= EXTRAIT CHOISI =
• • • •

Un héros de notre temps (Abel et Caïn)

Par Borokoff

A propos d’Alyah d’Élie Wajeman 

A Paris, Alex (Pio Marmai), 27 ans, vit de petits trafics de drogue mais se sent aussi paumé, dans le fond, que son grand frère Isaac (Cédric Kahn) qui n’arrête pas de lui « taper » de l’argent. Lorsque son cousin lui parle de son projet de monter un restaurant à Tel-Aviv, Alex lui demande s’il ne pourrait pas l’accompagner. Mais souhaite-t-il vraiment partir en Israël ? Ne fuirait-t-il pas plutôt tous ses problèmes dont un aîné embarrassant et une « ex » Esther dont il semble encore amoureux ? Alex, surtout, croirait-il en l’Alyah, non pas la chanteuse mais ce choix d’émigrer en Terre Sainte d’Israël pour un Juif ? Se sent-il capable de se soumettre à ses règles très strictes ? Ce sont les questions qui taraudent ce jeune homme d’autant plus indécis que sa rencontre avec Jeanne ne va rien arranger les choses…

Pour un premier long-métrage (dont Élie Wajeman cosigne également le scénario), Alyah est un film poignant. C’est une chronique douce-amère, sobrement réalisée, de deux frères « losers » et qui « galèrent », pas aidés il est vrai par un père (Jean-Marie Winling) qui semble aussi peu concerné par leur sort qu’il l’avait été par leur éducation. Mélange de  genres, Alyah est à la fois un polar (le drame y plane constamment), un film d’action et un drame familial et sentimental pour Alex, tiraillé entre son passé (Esther et ), son présent (Jeanne) amoureux et son futur professionnel et des choix qu’il a bien du mal à faire.

Adèle Haenel, Pio Marmai

Alyah, c’est le portrait d’un « héros de notre temps », un jeune homme tourmenté, plein d’incertitudes et d’hésitations, à l’image du flou suscité par la crise économique qui traverse notre époque.

En cela, le côté tourmenté et rêveur d’Alex, les difficultés et ses hésitations quant aux décisions à prendre pour forcer son destin, rappellent tantôt ceux du héros de De battre mon cœur s’est arrêté d’Audiard tantôt ceux d’Anders dans le récent Oslo, 31 août de Joachim Trier.

• • • •

= DONNÉES FOURNIES =
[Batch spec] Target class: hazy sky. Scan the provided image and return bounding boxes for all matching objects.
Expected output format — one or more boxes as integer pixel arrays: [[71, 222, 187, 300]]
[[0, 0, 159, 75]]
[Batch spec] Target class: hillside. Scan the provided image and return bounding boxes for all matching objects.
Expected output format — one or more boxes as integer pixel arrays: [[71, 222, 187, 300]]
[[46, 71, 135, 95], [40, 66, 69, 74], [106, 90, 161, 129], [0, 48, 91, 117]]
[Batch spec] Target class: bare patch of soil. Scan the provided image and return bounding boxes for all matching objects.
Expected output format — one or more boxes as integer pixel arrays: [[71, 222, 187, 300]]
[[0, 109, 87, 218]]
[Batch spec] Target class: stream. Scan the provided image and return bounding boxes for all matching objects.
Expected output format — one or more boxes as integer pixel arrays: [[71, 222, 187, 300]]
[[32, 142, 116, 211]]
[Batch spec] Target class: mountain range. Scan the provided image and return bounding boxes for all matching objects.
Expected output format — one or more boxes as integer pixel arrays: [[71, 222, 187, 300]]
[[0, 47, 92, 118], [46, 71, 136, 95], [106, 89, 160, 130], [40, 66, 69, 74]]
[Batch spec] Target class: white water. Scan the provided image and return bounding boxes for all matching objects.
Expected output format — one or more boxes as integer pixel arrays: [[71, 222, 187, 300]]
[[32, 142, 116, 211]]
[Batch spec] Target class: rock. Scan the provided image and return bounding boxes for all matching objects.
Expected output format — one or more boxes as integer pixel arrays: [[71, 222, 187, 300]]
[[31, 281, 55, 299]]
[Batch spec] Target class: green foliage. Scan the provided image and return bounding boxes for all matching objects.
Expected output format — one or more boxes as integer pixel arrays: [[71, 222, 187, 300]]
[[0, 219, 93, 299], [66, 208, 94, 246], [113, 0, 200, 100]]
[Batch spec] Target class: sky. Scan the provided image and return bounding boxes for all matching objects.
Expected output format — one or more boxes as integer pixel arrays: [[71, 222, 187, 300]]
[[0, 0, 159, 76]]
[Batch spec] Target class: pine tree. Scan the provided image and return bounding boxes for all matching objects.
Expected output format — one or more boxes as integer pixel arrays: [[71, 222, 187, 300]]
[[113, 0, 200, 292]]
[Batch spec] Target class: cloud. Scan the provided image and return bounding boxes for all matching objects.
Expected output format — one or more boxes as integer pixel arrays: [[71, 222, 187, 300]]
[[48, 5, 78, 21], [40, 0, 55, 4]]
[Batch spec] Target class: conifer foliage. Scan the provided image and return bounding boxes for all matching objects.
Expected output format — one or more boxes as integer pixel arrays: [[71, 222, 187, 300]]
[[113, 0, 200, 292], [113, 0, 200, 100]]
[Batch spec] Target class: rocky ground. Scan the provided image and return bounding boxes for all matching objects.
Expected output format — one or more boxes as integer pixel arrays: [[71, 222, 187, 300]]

• • • •

Recopiez, s'il vous plaît, l'extrait choisi depuis « Adèle Haenel, Pio » jusqu'à « de Joachim Trier. » inclus, en remplaçant « tourmenté » par « inquiet ».

= RÉPONSE ATTENDUE =
Adèle Haenel, Pio Marmai

Alyah, c’est le portrait d’un « héros de notre temps », un jeune homme inquiet, plein d’incertitudes et d’hésitations, à l’image du flou suscité par la crise économique qui traverse notre époque.

En cela, le côté inquiet et rêveur d’Alex, les difficultés et ses hésitations quant aux décisions à prendre pour forcer son destin, rappellent tantôt ceux du héros de De battre mon cœur s’est arrêté d’Audiard tantôt ceux d’Anders dans le récent Oslo, 31 août de Joachim Trier.